DIRECTION A: Reproduce, word for word, the passage of the vivarium-building thread between "Some ideas to" and "glass to go in.", inclusive.

DOCUMENT SECTION:
┏━━

# Building my first wooden vivarium



## Raych (Mar 1, 2010)

Hi guys, first needing a few questions answered before I go buy my supplies on the weekend.

I LOVE this thread: http://www.reptileforums.co.uk/forums/habitat/985245-my-6x2x2-transformation-2.html

I'm after building a 5ft one for a bearded dragon (going to adopt an adult about Christmas time) to fit perfectly in my alcove. I'm hoping to have another layer of vivariums for gecko's and then a 3ft fish tank on the top for my fire bellied toads.

My main worry is how to make sure the 5ft viv can withstand the weight of the gecko vivariums and the fire bellied toad tank (which will be 3ft and filled with sand/rocks and water 3/4 inches deep) So any ideas? 

My second worry is my nearly 2 year old (he will be 2 at Christmas), is there something stronger than glass in case he knocks it by accident. He's very careful and well behaved for his age (but there will be a lock on it). 

Trip to B&Q on the weekend to get the wood, screws etc. and going to try make the frame over the Halloween holidays from college, got two weeks.


----------



## Terapod (Aug 1, 2013)

Hi Raych, 

I could see if we have any spare toughened glass for you laying around anywhere, custom builds are always awesome to see. 

At Terapod when we do some late night brainstorming/development we always find 2 things which really help us progress (with epicness of course):



Domino's pizza 
EPIC MUSIC 
Good luck with your build, I look forward to seeing some updates! 

: victory: - Max


----------



## Shauolin (Oct 4, 2013)

I could be completely wrong here, just throwing it out there but having geckos on top of beardies could interfere with their habitats, beardies needing very low humidity in the 30-40's and geckos needing higher in the 50's. Not a massive change but the moisture could effect the beardies... Just a thought, could be talking rubbish lol.

With regards to the 5 ft, I'd suggest building a strong wooden frame out of some 4x4 or something and then paneling it, this would have some strength to it, also maybe look at a central support in the middle of the front and back beams to help hold the weight if needed as it's going to be quite long, it could easily support another viv on top.

If the gecko tank is going to be the same size as the beardie tank then maybe construct a frame to house them both and then install a shelf mid way to separate the tanks?? The 3 ft tank should then easily sit on top as the 2 vivs below should be structurally strong enough to hold it without bowing under the weight.

Some ideas to throw about maybe? :2thumb: good luck with it.

I have a 2 year old and she is pretty good around the viv but like said you can get toughened glass to go in.


----------



## deadmansfinger (Sep 22, 2008)

┗━━

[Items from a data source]
┏━━

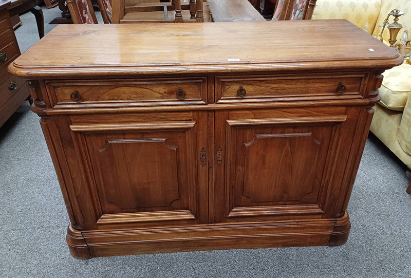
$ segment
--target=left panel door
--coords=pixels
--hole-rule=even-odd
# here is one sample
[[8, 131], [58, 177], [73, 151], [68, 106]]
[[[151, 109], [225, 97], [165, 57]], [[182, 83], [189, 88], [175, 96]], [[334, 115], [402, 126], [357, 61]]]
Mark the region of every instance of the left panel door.
[[72, 116], [70, 129], [96, 228], [207, 222], [207, 112]]

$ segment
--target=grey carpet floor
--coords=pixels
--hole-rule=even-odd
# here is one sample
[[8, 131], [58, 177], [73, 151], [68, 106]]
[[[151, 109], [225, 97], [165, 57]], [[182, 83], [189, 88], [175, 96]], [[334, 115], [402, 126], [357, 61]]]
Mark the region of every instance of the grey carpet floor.
[[[60, 11], [45, 9], [44, 15], [47, 23]], [[21, 18], [16, 33], [23, 52], [38, 34], [31, 13]], [[53, 27], [46, 25], [46, 32]], [[342, 246], [81, 261], [66, 246], [68, 217], [39, 119], [26, 102], [0, 128], [2, 277], [411, 277], [405, 169], [372, 135], [348, 206], [351, 233]]]

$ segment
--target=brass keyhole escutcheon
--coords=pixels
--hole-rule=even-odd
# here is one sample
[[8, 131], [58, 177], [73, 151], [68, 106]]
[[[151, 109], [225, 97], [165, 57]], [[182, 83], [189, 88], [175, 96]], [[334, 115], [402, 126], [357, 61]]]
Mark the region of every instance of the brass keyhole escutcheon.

┗━━

DIRECTION B: Rewrite the listing from its first line through the line holding "[[72, 116], [70, 129], [96, 228], [207, 222], [207, 112]]", inclusive, with "left" replaced by "right" and nothing else altered. Return only those lines, and leave out any pictures.

CORRECT ANSWER A:
Some ideas to throw about maybe? :2thumb: good luck with it.

I have a 2 year old and she is pretty good around the viv but like said you can get toughened glass to go in.

CORRECT ANSWER B:
$ segment
--target=right panel door
--coords=pixels
--hole-rule=even-odd
# here is one sample
[[8, 131], [58, 177], [73, 151], [68, 106]]
[[[151, 109], [225, 97], [165, 57]], [[182, 83], [189, 88], [175, 96]], [[334, 115], [402, 126], [357, 61]]]
Mark the region of every instance of the right panel door.
[[72, 116], [70, 129], [96, 228], [207, 222], [207, 112]]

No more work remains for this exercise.